I'm not quite sure what the question is asking... anybody else know? :P
well u think abt it lets go to thenext one then
3.Prove that the fn f(x)=2sinx +tanx -3x is increasing in the interval (-90,90)
Is the paper a square?
dunno i hav only the info in the qn
acces any idea abt the 3rd qn?
i graphed it, it doesnt really look like that function is even increasing in that interval...
oh thn how?
pls try again i am sure the qn is crct
odd, the derivative is always positive on the interval (so the function should be increasing), but the actual function itself looks like its decreasing on the graph? o.O
wel u think ovr abt that one too next qn
Find the intervals of monotonicity of the function y=2x^2-log|x|,x!=0 .Hence find the points of maximum and minimum
you'd find the derivative and set it equal to 0... except im not sure on the absolute value there. 2x^2 - log|x| derivative of 2x^2 is 4x, the derivative of log(x) is 1/(x*ln(10))... but that absolute value gets me
y?? it is said in qn dont consider case of 0
oh, not only =0, also points where graph is undefined* the question only says x=/= 0
if i knew the derivative of log|x|, i could possibly give you a better explanation using an example but points where the derivative is undefined are also critical points when the function exists at that point
derivative of log mod x is 1/x
uhh, sorry, not sure i can help you with these questions. they're a bit outside of what i know. :)
20 m of wire is available to fence off a flower bed in the form of a circular sector.what must be the radius of the circle oif we wish to have a flower bed with greatest possible area?
May I help?
You may help. :) I have an idea of how to do that last one, unless that's what you know. :P
both of u bring in ur best n fast :P
As there are 20 m fence, 2r pi =20, r=10 A=r^2 pi A'=2 pi r A''= 2pi >0 therefore, max A occurs at r=10 A=(10)(10) pi =314
its not a full circle, but a sector of a circle
wt u think access?

* * * * * * * * *

• [Explore the material]
A – Return the records from their first line through the line that contains "negative clicks: (195, 78) (450, 253)", with both of those lines included.
B – Resume the forum thread about calculus problems, starting after its last message.

• [Data supplied]
* * * * * * * * *

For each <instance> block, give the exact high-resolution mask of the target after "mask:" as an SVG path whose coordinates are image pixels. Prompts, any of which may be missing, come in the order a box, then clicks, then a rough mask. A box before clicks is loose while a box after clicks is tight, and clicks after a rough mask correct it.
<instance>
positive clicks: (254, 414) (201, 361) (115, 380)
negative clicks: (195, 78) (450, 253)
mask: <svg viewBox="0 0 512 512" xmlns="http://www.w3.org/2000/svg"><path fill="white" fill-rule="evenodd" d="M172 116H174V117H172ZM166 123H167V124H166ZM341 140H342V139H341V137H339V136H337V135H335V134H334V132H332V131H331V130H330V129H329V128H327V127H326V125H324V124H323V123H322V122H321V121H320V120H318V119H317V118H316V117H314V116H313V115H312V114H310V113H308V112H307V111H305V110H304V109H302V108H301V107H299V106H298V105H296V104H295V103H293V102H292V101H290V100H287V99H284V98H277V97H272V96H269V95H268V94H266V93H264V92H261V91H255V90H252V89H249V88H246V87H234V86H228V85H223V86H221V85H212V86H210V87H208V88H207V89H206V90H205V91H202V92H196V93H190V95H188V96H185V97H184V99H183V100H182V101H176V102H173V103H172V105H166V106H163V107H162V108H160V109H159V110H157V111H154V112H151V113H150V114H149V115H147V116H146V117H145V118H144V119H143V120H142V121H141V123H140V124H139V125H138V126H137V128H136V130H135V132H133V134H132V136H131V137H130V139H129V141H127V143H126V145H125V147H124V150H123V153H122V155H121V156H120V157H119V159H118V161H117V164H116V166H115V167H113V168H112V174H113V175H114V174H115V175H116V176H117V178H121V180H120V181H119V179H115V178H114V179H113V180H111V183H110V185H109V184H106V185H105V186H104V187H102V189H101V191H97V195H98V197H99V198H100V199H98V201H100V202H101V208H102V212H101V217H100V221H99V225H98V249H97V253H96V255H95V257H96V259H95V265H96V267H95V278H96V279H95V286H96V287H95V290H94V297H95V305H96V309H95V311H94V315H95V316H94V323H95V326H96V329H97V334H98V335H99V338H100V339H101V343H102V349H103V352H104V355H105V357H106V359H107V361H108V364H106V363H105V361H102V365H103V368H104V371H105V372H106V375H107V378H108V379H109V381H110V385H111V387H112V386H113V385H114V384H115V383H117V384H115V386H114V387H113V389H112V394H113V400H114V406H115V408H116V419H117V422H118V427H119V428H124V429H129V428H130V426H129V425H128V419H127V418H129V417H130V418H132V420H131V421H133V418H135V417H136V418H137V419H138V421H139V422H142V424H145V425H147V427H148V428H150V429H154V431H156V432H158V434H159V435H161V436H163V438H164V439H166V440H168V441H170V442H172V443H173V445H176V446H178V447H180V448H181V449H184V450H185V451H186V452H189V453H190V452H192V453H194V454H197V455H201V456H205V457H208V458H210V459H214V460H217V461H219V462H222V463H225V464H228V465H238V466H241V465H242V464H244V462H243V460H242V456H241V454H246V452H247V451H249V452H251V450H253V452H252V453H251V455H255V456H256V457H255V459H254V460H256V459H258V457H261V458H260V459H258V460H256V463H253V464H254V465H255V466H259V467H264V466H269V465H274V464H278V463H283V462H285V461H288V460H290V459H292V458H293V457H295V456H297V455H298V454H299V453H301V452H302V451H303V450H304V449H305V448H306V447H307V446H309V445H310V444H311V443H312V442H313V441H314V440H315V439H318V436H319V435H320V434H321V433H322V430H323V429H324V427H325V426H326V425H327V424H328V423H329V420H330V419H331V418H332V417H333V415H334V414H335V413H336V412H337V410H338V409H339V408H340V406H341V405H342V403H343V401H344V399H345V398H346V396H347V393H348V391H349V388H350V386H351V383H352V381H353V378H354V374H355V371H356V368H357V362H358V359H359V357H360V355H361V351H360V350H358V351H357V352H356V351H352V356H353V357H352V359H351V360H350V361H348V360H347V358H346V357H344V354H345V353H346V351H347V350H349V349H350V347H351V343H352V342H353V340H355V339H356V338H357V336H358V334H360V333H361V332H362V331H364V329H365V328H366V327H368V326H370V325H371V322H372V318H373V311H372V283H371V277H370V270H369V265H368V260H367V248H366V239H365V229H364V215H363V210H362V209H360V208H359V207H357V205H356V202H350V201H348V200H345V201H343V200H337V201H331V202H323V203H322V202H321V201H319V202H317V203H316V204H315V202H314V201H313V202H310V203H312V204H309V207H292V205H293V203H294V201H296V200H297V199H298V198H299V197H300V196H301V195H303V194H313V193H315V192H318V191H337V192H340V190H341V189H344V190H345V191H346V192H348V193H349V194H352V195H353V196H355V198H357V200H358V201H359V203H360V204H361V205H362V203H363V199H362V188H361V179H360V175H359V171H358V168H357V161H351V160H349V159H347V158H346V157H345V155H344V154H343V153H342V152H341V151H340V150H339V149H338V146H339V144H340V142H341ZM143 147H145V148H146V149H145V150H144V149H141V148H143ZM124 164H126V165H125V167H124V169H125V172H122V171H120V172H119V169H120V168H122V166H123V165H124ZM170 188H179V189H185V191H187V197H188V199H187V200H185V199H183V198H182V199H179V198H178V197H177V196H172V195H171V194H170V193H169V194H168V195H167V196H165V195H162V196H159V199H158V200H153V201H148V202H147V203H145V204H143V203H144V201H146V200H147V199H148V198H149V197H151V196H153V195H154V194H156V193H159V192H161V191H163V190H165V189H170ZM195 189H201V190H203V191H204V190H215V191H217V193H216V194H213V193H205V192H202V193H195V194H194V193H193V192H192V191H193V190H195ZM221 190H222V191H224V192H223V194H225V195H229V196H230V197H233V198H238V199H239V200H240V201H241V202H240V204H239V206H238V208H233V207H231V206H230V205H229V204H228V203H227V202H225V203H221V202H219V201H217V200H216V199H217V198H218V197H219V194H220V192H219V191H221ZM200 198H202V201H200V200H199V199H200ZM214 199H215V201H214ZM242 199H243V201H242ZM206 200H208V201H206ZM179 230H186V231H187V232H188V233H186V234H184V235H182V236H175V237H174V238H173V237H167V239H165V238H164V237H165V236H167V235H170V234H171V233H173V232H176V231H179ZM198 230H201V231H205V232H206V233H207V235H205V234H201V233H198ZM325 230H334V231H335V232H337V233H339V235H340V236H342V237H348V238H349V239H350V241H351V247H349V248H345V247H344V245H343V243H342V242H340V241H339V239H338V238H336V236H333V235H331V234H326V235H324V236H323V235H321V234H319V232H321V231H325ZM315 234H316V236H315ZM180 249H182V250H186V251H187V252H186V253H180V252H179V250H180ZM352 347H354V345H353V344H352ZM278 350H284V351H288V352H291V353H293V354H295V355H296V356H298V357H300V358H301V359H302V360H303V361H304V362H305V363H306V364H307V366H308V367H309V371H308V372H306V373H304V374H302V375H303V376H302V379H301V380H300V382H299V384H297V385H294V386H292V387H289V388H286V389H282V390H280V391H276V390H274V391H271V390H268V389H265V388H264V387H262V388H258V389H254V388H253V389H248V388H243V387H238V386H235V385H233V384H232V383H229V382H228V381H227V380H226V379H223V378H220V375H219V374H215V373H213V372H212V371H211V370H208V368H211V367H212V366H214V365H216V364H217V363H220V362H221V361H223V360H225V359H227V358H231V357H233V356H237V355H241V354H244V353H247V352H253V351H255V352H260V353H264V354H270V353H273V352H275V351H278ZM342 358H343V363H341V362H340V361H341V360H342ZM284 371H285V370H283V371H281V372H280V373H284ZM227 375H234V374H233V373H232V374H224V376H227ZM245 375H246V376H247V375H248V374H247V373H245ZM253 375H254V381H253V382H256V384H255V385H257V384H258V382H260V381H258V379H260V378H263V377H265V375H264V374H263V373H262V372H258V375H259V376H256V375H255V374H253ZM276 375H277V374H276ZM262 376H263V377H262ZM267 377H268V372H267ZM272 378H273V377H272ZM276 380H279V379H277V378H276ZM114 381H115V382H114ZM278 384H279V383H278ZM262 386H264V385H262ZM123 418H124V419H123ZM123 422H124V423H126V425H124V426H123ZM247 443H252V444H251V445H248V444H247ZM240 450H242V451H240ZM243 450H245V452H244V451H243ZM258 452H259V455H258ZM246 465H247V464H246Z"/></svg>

* * * * * * * * *

• [Solved tasks]
A –
For each <instance> block, give the exact high-resolution mask of the target after "mask:" as an SVG path whose coordinates are image pixels. Prompts, any of which may be missing, come in the order a box, then clicks, then a rough mask. A box before clicks is loose while a box after clicks is tight, and clicks after a rough mask correct it.
<instance>
positive clicks: (254, 414) (201, 361) (115, 380)
negative clicks: (195, 78) (450, 253)

B –
tell ur method
So, the perimeter of the sector is: P = 2r + rt (t := angle between radii that make up the sector). P is also given to be 20. 20 = 2r + rt The area of the sector is A = r^2 t/2. If we use substitution to get a function of t with respect to r... 20 = 2r + rt 20 = r(2 + t) r=/=0 20/r = 2 + t 20/r - 2 = t A = r^2 (20/r - 2) / 2 = ( 20r^2 / r - 2r^2 ) / 2 = 10r - r^2 A' = 10 - 2r 10 - 2r = 0 -2r = -10 r = 5
yey thx a lot
do post here if u get better attempts on the qns we skipped
i actually found the solution online for the one concerning the page and print matter the answer just isnt intuitive for me, trying to think of a way to explain it. they basically used a function of area of the page to the x-value (substitution from k=xy) and minimized the area of the page
Any other question?
HMM?u knw integration and differentiation?
No, but the type of questions u posted, I think I can solve by any other method also.
did u get the book qn?
Which one? The "Page" Question????????
See bhai, @AccessDenied answer is right. But after that, how to proceed not exactly getting. What to find next????????????? Any more options and clues given?????????
In that case, @AccessDenied answer is rite.
can u help with that page qn?
ok. lemme try first. i didn't read the whole post was it resolved?
wt to do next?